Internationales Symposium

"Oskar Sala (1910-2002) - Pionier der elektronischen Musik"

Montag, 19. Juli 2010, 9.30 Uhr, Ehrensaal

 

Einführung – Oskar Sala. Musiker, Komponist, Instrumentenbauer

Dr. des. Silke Berdux (Deutsches Museum, München)

Der Vortrag versteht sich als Einführung in Leben und Werk von Oskar Sala (1910-2002). Skizziert werden wichtige Lebensstationen, die von Sala verwendeten und entwickelten Instrumente, das seit den späten 1950er Jahren in Berlin betriebene und stetig erweiterte Studio, wesentliche musikalische Werke wie das wachsende Interesse an Person und Werk in den 1980er Jahren und der Nachlass im Deutschen Museum.

Silke Berdux: Studium der Musikwissenschaft, Neueren und Neuesten Geschichte und Ethnologie in Göttingen und München, Magister 1994, Promotion 2001; freiberufliche Tätigkeit als Softwaredokumentaristin und Musikwissenschaftlerin, u. a. Zusammenarbeit mit verschiedenen Musikinstrumentenmuseen, Instrumentenbauern, Rundfunkanstalten und Editionen; 1999-2000 Mitarbeiterin im Schlagwortkatalog der Bayerischen Staatsbibliothek München; Lehrbeauftragte am Institut für Musikwissenschaft der LMU München; seit 2000 Kuratorin der Musikinstrumentensammlung am Deutschen Museum; Vorträge und Veröffentlichungen zur Instrumentenkunde und zur bayerischen Musikgeschichte.

→ AUSZUG DER DATEN:
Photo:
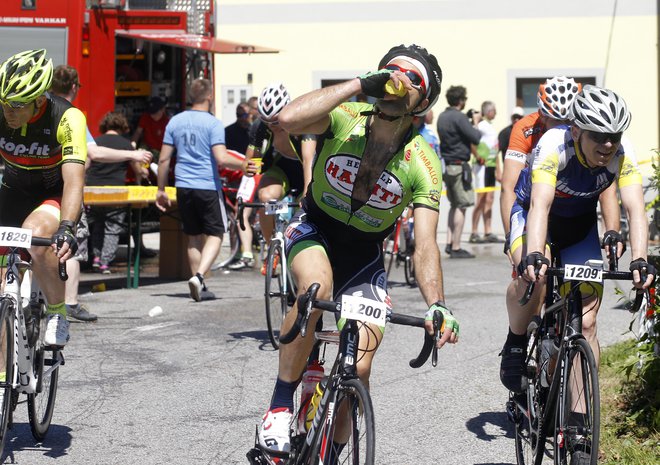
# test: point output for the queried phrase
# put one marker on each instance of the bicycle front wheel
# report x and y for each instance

→ ZU ERLEDIGENDE AUFGABEN:
**a)** Beantworte die folgenden Fragen zum Text über das Oskar-Sala-Symposium.
(i) An welchem Tag und zu welcher Uhrzeit beginnt das Symposium?
(ii) Seit wann wurde Salas Studio in Berlin laut der Vortragsbeschreibung betrieben?
(iii) Seit welchem Jahr ist Silke Berdux Kuratorin der Musikinstrumentensammlung am Deutschen Museum?
**b)** Führe den Text über das Oskar-Sala-Symposium im gleichen Stil weiter, und zwar im Anschluss an seinen letzten Satz.

→ ANTWORTEN JE AUFGABE:
**a)**
(i) Am Montag, dem 19. Juli 2010, um 9.30 Uhr.
(ii) Seit den späten 1950er Jahren.
(iii) Seit 2000.

**b)**
 

Musik und Technik – eine (Zwischen-)Bilanz zu Beginn des 21. Jahrhunderts

Prof. Dr. Wolfgang Rathert (Ludwig-Maximilians-Universität München)

Busonis Entwurf einer neuen Ästhetik der Tonkunst leitete das Zeitalter der großen Utopien in der Musik ein: Neben die bisherige, gleichsam natürliche, von der Stimme und mechanischen Instrumenten erzeugte Musik sollte gleichberechtigt eine künstlich, d.h. elektronisch erzeugte Klangwelt treten. Führende Komponisten und Theoretiker der Avantgarde wie Varèse und Cage forderten als nächsten Schritt die Ablösung des Tons durch das „Geräusch“ und prophezeiten die Herrschaft der artifiziellen Klangwelt als zweite und eigentliche Natur der Musik. Der Beitrag fragt im Licht der kulturellen und soziologischen Dynamik der geschichtlichen Prozesse in der Musik des 20. Jahrhunderts, ob und in welcher Weise diese Forderungen Realität geworden sind.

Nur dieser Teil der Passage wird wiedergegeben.